§ What to work on
Shift every x and y value in the answers by adding -88. Then write out the data again, requests included, starting at the line that contains "Where can you find the clasped" and ending at the line that contains "pixel 559 491", with both of those lines included.

§ Entries shown
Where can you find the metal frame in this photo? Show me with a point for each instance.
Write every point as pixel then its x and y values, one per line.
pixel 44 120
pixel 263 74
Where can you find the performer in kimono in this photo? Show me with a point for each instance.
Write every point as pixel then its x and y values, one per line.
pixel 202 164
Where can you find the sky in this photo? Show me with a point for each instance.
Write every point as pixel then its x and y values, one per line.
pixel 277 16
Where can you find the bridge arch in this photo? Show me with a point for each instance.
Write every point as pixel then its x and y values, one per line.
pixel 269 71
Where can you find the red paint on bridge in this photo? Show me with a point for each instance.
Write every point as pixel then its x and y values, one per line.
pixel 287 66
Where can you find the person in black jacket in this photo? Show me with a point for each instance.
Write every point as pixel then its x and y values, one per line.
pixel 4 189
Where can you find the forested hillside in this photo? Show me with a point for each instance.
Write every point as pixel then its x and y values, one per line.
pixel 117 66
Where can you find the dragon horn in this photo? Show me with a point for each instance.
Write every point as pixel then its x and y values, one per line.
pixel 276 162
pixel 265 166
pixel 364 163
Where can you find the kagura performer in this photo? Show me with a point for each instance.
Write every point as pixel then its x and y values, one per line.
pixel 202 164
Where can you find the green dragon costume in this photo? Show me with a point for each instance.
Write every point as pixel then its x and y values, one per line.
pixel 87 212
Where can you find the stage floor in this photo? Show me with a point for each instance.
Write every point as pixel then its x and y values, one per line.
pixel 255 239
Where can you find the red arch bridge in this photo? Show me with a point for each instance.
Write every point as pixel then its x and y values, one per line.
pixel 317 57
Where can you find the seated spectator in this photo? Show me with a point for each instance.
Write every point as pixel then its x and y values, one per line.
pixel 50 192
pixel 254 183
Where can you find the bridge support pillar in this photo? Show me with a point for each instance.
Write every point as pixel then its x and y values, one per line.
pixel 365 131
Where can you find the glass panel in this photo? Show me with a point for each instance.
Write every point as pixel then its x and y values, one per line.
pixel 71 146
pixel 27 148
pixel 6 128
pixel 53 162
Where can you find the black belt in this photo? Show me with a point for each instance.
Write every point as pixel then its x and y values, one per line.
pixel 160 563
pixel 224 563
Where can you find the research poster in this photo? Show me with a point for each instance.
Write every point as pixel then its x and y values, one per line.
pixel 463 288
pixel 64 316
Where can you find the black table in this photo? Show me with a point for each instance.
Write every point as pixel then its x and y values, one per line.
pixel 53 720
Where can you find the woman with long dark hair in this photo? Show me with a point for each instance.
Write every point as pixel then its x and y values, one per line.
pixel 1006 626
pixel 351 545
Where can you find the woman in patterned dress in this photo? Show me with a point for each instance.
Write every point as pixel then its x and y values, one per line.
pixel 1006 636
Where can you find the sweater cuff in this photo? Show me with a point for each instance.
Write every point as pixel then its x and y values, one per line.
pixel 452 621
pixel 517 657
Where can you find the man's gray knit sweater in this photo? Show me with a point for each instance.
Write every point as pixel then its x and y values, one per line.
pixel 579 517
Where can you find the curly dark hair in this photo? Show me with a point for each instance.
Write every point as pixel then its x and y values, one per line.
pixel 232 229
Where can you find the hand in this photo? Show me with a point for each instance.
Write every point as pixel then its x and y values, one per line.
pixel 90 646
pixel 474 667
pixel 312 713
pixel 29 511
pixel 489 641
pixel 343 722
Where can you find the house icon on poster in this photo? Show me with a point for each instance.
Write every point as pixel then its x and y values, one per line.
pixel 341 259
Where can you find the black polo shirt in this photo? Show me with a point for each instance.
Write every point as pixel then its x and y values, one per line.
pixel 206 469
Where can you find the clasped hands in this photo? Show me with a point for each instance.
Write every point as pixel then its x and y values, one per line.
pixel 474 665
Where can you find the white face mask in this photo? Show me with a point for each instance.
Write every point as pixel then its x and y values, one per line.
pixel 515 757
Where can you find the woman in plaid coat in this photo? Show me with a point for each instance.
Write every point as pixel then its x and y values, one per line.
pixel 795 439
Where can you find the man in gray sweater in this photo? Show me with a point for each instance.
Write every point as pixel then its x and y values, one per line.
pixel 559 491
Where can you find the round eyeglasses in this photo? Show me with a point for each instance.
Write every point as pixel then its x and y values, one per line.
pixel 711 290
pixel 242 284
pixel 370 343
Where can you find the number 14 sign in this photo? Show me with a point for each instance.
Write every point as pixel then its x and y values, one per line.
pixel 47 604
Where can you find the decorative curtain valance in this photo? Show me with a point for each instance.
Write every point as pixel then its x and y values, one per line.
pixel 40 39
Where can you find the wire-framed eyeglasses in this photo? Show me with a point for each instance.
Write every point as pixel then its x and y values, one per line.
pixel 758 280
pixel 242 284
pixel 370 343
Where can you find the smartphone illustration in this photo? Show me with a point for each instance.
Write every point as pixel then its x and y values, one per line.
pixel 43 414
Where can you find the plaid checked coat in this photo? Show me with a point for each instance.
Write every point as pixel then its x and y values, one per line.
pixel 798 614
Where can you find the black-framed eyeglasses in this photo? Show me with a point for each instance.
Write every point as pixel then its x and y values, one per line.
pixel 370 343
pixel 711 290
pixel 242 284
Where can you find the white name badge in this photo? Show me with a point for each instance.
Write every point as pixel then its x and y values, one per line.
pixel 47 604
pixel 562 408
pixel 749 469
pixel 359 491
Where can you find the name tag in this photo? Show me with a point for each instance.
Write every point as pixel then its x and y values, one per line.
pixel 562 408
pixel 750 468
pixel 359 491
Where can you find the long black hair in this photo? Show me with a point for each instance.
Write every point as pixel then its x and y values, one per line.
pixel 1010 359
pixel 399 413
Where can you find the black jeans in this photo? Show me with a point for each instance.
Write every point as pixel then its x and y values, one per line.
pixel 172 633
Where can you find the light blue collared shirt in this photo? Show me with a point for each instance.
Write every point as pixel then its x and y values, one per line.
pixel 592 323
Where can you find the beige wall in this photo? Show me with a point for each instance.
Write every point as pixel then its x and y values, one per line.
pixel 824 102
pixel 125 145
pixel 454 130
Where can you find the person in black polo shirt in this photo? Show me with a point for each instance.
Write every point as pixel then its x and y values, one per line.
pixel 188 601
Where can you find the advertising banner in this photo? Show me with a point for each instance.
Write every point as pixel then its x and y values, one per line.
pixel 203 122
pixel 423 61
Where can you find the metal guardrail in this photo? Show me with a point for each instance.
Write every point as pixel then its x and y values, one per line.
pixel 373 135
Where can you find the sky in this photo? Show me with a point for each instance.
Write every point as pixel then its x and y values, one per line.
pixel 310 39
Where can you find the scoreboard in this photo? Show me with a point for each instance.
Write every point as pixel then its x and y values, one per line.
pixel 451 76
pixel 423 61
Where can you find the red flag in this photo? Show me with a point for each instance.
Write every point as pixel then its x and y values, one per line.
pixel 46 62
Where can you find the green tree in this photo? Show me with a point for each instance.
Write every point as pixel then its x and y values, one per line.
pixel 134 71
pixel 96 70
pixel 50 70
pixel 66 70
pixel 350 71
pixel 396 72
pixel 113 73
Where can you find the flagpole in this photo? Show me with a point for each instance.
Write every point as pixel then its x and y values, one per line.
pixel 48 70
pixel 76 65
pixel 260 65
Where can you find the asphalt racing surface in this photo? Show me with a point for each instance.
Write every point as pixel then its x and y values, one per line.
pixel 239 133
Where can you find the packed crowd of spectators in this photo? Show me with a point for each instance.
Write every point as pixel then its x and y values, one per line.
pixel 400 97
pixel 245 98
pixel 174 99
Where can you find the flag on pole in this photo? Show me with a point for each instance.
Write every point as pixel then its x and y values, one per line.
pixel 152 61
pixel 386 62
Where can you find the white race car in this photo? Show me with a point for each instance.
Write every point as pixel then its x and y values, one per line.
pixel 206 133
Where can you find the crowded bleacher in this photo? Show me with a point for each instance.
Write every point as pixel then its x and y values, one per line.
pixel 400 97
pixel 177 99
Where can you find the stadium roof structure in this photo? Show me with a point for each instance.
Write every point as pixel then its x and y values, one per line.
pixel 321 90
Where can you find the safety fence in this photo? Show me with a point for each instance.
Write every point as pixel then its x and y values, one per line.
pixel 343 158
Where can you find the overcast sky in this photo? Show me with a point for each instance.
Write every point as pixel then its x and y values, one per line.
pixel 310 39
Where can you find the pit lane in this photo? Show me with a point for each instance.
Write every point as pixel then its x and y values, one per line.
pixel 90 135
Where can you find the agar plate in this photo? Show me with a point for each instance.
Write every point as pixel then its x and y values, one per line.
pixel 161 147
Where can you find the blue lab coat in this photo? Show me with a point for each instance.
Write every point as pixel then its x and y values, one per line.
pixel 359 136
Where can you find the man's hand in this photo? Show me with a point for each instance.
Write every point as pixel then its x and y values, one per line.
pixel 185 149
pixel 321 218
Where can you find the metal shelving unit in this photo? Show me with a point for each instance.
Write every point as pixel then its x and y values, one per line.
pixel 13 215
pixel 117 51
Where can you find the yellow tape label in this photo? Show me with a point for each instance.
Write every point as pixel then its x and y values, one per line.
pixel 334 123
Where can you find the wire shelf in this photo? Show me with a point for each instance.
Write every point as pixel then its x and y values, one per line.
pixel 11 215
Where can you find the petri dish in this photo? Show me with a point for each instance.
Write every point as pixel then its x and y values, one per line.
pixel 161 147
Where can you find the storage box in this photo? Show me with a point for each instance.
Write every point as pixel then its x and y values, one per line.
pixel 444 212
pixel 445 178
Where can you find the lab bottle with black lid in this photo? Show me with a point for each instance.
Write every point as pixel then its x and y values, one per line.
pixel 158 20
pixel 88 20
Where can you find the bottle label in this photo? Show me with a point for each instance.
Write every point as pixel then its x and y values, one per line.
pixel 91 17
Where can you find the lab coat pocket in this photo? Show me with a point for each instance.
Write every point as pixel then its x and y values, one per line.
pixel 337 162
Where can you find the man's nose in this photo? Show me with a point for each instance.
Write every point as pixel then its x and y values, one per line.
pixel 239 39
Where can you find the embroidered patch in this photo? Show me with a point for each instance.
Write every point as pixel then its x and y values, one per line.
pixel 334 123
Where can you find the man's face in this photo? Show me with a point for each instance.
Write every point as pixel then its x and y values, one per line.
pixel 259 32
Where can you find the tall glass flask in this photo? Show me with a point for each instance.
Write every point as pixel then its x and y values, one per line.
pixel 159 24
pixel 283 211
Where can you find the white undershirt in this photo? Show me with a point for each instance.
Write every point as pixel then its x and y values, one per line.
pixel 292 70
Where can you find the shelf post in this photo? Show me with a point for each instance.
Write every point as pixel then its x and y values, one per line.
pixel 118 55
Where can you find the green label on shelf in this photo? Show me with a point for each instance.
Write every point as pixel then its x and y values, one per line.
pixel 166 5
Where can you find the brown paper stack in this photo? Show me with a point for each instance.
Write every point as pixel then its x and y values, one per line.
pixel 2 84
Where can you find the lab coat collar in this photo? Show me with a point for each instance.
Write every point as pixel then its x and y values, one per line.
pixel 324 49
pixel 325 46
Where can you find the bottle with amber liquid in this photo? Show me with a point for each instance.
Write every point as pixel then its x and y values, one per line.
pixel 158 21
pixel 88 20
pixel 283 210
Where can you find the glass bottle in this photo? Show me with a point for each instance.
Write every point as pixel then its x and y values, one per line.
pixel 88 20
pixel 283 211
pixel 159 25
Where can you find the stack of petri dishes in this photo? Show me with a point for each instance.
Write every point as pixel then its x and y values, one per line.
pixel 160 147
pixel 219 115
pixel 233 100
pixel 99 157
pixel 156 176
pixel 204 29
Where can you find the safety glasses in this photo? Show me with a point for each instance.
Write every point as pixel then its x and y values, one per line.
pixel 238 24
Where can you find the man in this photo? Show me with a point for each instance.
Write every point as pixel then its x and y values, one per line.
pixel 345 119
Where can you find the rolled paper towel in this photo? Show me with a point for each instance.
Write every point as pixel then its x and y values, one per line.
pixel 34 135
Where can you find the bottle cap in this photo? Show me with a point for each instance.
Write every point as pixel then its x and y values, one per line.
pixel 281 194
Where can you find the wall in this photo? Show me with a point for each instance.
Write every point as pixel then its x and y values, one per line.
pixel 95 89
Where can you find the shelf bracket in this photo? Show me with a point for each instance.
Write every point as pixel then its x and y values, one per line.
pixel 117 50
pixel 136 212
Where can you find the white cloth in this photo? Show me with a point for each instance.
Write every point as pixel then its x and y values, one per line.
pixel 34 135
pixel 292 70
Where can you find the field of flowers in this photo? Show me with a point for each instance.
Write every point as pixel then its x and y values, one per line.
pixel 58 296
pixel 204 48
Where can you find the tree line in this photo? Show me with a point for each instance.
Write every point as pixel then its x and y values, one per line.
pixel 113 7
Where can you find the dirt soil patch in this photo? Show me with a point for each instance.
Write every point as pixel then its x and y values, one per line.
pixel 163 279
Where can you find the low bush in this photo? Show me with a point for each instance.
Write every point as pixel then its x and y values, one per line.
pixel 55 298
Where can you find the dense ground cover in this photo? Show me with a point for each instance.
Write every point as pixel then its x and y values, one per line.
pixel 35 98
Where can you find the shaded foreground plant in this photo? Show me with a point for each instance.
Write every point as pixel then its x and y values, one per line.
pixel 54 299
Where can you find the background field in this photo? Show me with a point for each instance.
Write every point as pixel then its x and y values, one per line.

§ Finished answer
Where can you find the clasped hands in this photo? Show me with a point for each instance.
Write every point as pixel then its x and y values, one per line.
pixel 386 577
Where can you find the white face mask in this photo? Show me with a point for each instance.
Write every point as pixel then its x and y values, one per line.
pixel 427 669
Where can you find the woman in plaid coat in this photo? Show me with a point for each instance.
Write every point as pixel then its x and y values, one per line.
pixel 707 351
Where can you find the man in gray sweater in this photo? Show me with a point for each instance.
Write every point as pixel then its x and y values, one per line.
pixel 471 403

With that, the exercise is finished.